#### Written problem:
Reproduce verbatim the part of the lines below that opens with the line containing "Category: rocky shoreline" and closes with the line containing "pixel 81 82", with both of those lines included.

(Pointing dataset records)
......

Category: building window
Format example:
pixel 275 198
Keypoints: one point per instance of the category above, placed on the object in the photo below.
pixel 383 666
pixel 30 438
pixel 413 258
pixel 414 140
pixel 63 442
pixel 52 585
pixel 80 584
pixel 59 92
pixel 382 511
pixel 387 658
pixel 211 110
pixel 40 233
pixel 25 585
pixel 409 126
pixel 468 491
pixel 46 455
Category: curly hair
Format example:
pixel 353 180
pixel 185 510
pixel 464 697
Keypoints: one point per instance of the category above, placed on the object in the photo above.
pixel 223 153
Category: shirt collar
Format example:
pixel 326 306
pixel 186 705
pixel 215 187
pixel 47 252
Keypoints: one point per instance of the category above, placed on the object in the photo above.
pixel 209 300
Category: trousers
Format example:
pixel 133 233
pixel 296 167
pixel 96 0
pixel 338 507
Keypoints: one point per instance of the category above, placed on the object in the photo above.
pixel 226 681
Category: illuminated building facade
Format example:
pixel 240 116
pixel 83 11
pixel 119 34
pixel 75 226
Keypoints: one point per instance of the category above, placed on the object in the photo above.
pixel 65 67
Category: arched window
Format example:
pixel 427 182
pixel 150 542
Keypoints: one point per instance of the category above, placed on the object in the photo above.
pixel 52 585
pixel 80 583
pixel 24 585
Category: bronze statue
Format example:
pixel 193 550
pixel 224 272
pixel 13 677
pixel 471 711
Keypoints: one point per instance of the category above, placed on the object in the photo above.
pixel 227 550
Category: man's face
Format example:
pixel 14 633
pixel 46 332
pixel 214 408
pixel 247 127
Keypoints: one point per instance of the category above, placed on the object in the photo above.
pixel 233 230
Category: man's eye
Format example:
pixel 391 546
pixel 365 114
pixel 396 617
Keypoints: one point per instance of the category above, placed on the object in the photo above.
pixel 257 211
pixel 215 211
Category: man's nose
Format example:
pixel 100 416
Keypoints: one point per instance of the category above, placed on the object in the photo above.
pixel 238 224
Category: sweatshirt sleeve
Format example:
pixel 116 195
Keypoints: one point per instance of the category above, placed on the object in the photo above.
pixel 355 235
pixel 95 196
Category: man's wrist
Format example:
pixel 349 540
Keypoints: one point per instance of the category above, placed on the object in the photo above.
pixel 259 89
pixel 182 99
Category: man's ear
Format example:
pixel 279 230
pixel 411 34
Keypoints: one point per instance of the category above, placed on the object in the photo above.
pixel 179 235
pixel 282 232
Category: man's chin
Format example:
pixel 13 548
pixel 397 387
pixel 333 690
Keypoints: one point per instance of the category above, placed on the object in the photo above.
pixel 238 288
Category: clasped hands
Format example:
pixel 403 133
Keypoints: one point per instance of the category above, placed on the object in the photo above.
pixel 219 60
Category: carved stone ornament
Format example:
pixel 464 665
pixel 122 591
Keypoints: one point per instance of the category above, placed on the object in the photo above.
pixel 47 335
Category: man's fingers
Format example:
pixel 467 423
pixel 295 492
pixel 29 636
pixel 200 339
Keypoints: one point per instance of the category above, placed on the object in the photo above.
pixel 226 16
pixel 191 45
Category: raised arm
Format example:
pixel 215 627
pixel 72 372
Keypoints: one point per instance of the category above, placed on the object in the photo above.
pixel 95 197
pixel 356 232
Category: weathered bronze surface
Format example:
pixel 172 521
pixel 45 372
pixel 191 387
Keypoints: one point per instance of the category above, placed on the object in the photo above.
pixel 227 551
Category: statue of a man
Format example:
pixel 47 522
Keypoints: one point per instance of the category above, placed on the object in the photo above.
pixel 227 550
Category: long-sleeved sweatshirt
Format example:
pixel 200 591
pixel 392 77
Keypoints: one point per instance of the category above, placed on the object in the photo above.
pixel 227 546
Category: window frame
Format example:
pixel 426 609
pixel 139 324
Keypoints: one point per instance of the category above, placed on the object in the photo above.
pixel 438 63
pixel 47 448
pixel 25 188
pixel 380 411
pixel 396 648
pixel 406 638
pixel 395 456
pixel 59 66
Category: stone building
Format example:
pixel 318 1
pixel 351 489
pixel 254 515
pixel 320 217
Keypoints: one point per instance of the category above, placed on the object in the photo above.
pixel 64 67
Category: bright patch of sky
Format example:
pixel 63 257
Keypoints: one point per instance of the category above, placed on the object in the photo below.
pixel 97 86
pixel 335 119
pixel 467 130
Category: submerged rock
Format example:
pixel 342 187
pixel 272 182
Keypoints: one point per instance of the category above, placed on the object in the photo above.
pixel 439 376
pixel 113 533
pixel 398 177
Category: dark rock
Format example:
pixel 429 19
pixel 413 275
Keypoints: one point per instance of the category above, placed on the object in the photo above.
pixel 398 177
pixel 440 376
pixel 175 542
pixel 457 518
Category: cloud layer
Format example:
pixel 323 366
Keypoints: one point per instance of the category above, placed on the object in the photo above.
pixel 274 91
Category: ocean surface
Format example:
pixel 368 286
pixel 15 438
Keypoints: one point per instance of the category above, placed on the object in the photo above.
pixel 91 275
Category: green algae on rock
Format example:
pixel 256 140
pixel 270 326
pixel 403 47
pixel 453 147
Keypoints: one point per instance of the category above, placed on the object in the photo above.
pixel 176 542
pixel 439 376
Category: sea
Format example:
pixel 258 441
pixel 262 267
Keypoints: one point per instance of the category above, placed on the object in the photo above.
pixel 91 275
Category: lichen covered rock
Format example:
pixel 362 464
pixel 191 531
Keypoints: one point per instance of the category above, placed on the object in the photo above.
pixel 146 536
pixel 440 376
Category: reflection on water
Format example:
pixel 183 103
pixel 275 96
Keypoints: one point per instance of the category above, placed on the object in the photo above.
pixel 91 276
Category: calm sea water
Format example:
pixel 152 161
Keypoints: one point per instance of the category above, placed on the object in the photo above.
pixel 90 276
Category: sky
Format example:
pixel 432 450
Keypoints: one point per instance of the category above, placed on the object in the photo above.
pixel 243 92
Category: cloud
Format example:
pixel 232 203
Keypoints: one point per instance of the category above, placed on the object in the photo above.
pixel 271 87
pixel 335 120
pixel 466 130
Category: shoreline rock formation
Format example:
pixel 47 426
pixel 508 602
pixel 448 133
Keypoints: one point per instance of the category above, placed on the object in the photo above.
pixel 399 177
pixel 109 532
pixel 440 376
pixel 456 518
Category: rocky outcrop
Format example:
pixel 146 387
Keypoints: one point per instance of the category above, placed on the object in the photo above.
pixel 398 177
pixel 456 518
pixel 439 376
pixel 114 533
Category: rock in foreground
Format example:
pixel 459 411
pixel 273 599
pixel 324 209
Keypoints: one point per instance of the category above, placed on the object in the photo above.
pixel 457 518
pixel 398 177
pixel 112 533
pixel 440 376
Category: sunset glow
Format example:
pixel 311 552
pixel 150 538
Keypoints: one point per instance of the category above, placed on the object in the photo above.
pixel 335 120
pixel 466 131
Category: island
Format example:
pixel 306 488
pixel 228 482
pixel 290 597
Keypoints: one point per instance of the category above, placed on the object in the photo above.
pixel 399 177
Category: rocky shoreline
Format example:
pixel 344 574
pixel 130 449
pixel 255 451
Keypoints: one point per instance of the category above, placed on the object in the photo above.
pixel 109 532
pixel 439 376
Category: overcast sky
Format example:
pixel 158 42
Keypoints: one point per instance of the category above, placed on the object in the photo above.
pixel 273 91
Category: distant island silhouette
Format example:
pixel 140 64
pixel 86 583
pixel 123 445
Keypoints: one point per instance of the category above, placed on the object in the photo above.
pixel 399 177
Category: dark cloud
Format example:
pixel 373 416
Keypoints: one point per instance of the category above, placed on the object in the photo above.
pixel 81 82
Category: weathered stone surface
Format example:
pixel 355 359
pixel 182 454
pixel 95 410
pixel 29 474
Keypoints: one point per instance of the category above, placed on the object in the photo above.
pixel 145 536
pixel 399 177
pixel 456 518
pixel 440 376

......

#### Answer below:
Category: rocky shoreline
Format example:
pixel 344 574
pixel 130 449
pixel 255 451
Keypoints: one point per instance of the category above, placed on the object in the photo above.
pixel 109 532
pixel 439 376
Category: overcast sky
Format example:
pixel 158 42
Keypoints: one point per instance of the category above, placed on the object in the photo above.
pixel 273 91
Category: distant island silhouette
Format example:
pixel 140 64
pixel 86 583
pixel 123 445
Keypoints: one point per instance of the category above, placed on the object in the photo above.
pixel 399 177
Category: dark cloud
Format example:
pixel 373 416
Keypoints: one point per instance of the category above, placed on the object in the photo above.
pixel 81 82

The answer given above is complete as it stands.